Requirement 1: Locate every line in the records that contains the word "newborn", and copy each such line.

Provided text:
# 17/32" Drill Bit for MKIV Airlift Performance Rear Kit



## RinsinTDI (Jul 26, 2012)

Guys,

The instructions say to use a 17/32" drill bit during the rear installation, now for the life of me I cannot find a drill bit in that size anywhere. I've checked Home Depot, Lowes, Ace Hardware, Sears, Autozone and Advanced Auto Parts. 

I assume that drill bit size is not readily available anywhere, so for all of you running Airlift Performance rear bags on your MKIV, how did you drill the hole that is required? any workarounds? 

Thanks.


----------



## CiDirkona (May 1, 2007)

I planned on grabbing one off of Amazon (free shipping with amazon prime) -- althought he cheaper ones seem to be in 1/2" shank (hammer drill size) versus the 3/8" standard shank of most electric drills. I may have to borrow a larger drill for the process, or a find a more reasonably priced 3/8" shank drill bit.

$10.64 shipped for this one: http://www.ebay.com/itm/48-89-2739-...108?pt=LH_DefaultDomain_0&hash=item46023efcd4

Sub'd to see if anyone has a better solution.


----------



## MechEngg (Jan 13, 2009)

I never needed one for any of my installs. Simply use a rubber mallet and gently tap the nutsert in


----------



## CiDirkona (May 1, 2007)

Start off with 1/2", and then finish with a mallet?


----------



## Vee-DubbVR6 (Jul 31, 2007)

Requirement 2: Repeat the drill bit thread word for word from "I planned on" to "shank drill bit.".

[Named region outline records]
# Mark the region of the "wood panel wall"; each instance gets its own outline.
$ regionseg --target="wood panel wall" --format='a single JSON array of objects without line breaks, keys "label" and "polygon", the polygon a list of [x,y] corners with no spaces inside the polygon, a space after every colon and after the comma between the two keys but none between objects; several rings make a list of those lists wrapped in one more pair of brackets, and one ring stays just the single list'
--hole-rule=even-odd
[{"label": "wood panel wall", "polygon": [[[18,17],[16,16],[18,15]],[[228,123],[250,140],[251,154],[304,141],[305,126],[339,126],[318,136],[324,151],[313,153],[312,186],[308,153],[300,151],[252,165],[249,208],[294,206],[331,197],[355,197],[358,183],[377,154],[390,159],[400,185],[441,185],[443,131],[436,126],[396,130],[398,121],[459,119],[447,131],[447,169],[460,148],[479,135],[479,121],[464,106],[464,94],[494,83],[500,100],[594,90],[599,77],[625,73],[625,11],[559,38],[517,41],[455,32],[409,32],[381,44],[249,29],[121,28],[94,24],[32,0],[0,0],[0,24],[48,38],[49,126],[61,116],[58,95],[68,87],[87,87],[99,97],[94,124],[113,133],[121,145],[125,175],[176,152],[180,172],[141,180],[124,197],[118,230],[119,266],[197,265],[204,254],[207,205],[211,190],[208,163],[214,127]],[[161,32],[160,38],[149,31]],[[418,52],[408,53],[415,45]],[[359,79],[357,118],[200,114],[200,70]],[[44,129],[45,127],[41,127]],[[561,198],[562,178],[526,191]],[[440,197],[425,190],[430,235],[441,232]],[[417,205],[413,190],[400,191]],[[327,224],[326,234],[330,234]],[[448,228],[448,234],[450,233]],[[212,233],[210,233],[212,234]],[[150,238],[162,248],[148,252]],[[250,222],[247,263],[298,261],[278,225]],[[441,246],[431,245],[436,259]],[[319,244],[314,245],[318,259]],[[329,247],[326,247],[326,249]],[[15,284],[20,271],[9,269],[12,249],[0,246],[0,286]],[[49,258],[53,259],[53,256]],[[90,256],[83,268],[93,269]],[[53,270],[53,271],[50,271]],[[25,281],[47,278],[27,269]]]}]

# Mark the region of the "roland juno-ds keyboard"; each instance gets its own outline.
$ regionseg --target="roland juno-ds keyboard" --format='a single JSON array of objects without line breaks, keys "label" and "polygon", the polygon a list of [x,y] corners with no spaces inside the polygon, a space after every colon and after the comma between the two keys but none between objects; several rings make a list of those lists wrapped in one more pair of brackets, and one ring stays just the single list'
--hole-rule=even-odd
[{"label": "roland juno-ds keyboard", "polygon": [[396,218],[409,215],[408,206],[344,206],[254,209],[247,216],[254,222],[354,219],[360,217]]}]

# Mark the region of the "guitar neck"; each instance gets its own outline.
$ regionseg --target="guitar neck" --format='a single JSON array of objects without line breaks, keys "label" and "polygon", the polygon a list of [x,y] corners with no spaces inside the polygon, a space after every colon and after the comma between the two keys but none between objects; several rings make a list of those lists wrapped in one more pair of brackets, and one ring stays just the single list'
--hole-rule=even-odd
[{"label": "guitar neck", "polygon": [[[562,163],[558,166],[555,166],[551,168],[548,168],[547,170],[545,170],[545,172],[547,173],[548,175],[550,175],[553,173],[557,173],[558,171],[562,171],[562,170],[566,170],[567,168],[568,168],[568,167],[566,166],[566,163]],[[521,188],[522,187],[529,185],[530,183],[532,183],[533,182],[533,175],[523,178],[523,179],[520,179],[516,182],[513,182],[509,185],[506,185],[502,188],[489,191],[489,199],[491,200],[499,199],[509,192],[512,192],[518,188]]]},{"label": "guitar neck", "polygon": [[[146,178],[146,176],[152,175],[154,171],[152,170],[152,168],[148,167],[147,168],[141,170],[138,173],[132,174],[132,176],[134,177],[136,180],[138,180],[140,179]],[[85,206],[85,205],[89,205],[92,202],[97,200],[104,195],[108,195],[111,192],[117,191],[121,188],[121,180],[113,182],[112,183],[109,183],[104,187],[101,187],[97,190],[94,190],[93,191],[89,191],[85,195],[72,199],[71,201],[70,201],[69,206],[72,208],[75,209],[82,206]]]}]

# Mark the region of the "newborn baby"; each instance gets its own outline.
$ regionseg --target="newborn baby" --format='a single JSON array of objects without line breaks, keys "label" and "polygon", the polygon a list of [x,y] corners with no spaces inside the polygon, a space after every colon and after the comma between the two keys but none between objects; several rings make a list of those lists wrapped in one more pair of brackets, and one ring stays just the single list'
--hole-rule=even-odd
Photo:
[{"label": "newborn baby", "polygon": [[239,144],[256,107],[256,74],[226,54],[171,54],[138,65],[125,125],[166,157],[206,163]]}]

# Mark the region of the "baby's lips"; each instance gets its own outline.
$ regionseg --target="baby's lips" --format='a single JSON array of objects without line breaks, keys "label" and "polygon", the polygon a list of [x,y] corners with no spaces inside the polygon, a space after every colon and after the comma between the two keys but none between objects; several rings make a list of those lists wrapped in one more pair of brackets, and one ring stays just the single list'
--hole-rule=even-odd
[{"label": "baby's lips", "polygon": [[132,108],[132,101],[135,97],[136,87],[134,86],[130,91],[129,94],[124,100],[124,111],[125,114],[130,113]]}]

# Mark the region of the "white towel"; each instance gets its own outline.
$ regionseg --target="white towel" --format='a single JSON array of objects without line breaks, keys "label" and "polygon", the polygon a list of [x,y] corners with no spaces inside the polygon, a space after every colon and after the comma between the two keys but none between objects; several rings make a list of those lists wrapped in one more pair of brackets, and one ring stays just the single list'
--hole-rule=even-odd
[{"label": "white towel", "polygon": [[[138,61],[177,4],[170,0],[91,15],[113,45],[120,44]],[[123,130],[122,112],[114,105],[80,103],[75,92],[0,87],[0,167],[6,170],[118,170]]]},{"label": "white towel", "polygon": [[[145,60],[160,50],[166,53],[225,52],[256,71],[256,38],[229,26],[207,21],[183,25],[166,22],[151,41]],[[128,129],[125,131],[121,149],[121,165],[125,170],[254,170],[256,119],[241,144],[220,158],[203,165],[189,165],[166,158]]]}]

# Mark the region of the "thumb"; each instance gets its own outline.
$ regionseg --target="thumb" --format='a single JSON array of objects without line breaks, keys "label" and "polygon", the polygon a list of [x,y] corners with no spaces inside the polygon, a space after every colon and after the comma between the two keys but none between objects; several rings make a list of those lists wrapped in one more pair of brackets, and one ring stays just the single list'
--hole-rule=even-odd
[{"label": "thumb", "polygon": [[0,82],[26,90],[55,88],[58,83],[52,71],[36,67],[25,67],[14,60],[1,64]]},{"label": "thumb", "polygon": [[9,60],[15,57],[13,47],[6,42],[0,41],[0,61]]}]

Correct response 1:
# Mark the region of the "newborn baby"; each instance gets its own outline.
$ regionseg --target="newborn baby" --format='a single JSON array of objects without line breaks, keys "label" and "polygon", the polygon a list of [x,y] corners with no spaces inside the polygon, a space after every colon and after the comma between the two keys but none between objects; several rings make a list of those lists wrapped in one more pair of brackets, and one ring stays just the single list'
[{"label": "newborn baby", "polygon": [[239,144],[256,107],[256,74],[226,54],[171,54],[138,65],[125,125],[166,157],[206,163]]}]

Correct response 2:
I planned on grabbing one off of Amazon (free shipping with amazon prime) -- althought he cheaper ones seem to be in 1/2" shank (hammer drill size) versus the 3/8" standard shank of most electric drills. I may have to borrow a larger drill for the process, or a find a more reasonably priced 3/8" shank drill bit.